=== What is required ===
Report the lines of the data below that contain the string "building".

=== Material supplied ===
-=-=-=-=-
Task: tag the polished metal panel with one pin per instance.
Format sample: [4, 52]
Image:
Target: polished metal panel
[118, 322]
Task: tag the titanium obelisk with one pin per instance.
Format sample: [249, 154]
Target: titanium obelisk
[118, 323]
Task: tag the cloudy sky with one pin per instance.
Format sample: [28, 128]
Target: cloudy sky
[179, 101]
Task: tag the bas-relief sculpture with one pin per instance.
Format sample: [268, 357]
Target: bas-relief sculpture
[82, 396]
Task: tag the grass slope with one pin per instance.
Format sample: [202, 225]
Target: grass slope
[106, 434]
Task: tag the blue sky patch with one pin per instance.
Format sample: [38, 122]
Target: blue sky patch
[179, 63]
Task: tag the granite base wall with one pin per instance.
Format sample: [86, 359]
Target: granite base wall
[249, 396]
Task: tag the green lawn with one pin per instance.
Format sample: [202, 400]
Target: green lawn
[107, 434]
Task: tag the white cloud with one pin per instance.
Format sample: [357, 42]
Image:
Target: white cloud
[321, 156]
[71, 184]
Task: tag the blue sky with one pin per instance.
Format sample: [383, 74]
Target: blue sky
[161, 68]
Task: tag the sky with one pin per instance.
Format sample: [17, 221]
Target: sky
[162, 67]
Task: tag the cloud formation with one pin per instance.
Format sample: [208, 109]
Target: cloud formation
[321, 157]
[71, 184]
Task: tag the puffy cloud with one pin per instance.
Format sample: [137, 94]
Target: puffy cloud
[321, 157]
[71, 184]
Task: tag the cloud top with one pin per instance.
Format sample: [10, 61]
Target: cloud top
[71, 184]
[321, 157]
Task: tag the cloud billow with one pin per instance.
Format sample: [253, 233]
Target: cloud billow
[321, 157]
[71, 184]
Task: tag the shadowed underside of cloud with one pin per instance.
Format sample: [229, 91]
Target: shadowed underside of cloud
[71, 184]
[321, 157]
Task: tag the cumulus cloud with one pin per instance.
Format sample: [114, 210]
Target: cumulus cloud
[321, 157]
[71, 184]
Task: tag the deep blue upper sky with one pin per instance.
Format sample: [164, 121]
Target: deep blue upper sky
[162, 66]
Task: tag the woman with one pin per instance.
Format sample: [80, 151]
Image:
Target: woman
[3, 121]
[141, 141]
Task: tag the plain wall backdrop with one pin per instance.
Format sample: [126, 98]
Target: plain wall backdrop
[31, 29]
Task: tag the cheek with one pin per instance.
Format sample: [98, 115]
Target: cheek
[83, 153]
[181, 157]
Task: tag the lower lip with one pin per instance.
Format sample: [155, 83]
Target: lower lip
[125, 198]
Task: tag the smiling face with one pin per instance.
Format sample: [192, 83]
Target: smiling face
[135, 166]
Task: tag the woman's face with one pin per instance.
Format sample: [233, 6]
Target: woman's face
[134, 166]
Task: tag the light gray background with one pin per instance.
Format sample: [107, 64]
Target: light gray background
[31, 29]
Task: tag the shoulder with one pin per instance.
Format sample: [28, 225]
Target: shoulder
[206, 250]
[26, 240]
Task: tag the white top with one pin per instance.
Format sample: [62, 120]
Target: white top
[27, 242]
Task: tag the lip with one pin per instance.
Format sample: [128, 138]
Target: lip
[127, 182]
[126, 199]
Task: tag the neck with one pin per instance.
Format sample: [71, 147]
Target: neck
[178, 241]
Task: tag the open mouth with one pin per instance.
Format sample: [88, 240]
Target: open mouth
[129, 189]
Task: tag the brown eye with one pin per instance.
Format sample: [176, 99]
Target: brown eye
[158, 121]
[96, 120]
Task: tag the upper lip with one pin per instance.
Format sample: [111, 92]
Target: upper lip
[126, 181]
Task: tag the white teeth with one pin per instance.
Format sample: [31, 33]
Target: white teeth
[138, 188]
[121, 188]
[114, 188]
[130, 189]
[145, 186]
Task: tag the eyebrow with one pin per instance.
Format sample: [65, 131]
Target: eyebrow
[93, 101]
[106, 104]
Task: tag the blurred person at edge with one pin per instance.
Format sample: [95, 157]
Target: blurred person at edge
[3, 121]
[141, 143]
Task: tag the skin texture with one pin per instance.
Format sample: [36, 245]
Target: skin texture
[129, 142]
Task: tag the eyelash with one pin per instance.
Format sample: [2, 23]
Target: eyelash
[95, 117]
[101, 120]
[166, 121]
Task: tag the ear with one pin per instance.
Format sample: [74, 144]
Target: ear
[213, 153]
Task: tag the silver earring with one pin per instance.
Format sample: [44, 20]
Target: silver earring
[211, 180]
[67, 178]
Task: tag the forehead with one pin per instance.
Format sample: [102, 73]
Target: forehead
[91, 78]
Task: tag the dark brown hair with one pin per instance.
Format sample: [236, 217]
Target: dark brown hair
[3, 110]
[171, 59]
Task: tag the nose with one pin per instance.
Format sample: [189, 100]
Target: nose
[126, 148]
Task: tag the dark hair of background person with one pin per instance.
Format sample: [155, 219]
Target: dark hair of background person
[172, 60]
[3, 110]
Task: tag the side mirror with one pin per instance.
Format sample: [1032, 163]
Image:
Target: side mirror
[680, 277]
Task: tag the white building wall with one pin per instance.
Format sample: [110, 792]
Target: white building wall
-=-=-=-=-
=== Output of the task ===
Task: tag the white building wall with one pin per instance.
Target: white building wall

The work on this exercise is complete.